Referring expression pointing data
____________
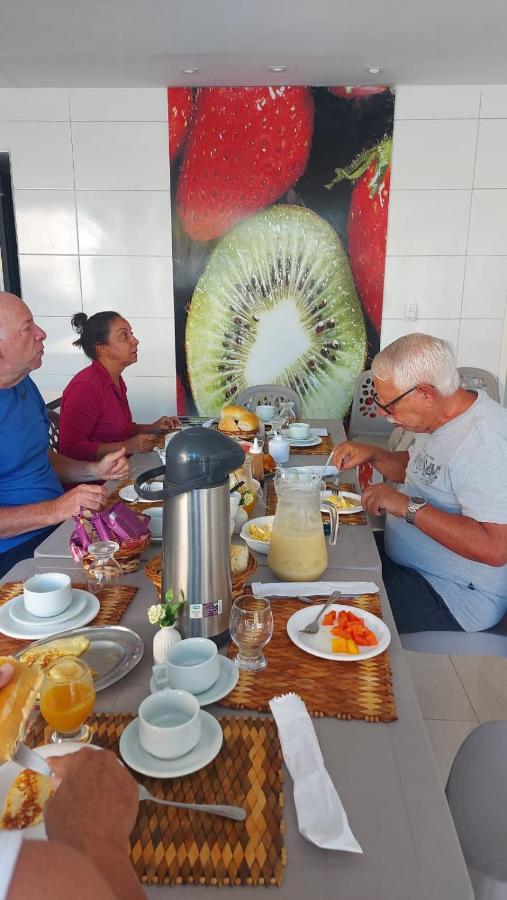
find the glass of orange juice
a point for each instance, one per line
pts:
(67, 698)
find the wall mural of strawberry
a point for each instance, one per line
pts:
(367, 224)
(279, 212)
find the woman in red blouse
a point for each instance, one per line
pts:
(95, 416)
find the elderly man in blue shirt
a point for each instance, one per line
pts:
(444, 553)
(32, 499)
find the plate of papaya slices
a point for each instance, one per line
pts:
(345, 633)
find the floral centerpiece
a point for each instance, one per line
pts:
(165, 614)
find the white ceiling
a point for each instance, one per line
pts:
(94, 43)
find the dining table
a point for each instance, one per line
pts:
(384, 772)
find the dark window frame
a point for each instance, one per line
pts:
(8, 240)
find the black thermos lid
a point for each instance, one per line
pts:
(196, 458)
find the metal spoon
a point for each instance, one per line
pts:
(227, 812)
____________
Task brief:
Output exactly the line containing "find the elderly man in blue shirt" together with every line after it, ending at the final line of the entries.

Output for this exercise:
find the elderly man in blue shirt
a point for each instance, one per line
pts:
(444, 553)
(32, 499)
find the plate of papaya slices
a point for each instance, one per line
pts:
(345, 633)
find the floral centerpiece
a point for each instance, one per line
pts:
(165, 614)
find the white ceiling
a point for each instance, one per line
pts:
(94, 43)
find the dining table
a point for each instance, one per line
pts:
(384, 772)
find the dark window frame
a point for each instance, one per line
pts:
(8, 240)
find the black thermos lid
a point for each instance, one per line
pts:
(196, 458)
find the metal spoon
a point for each instance, one per line
pts:
(227, 812)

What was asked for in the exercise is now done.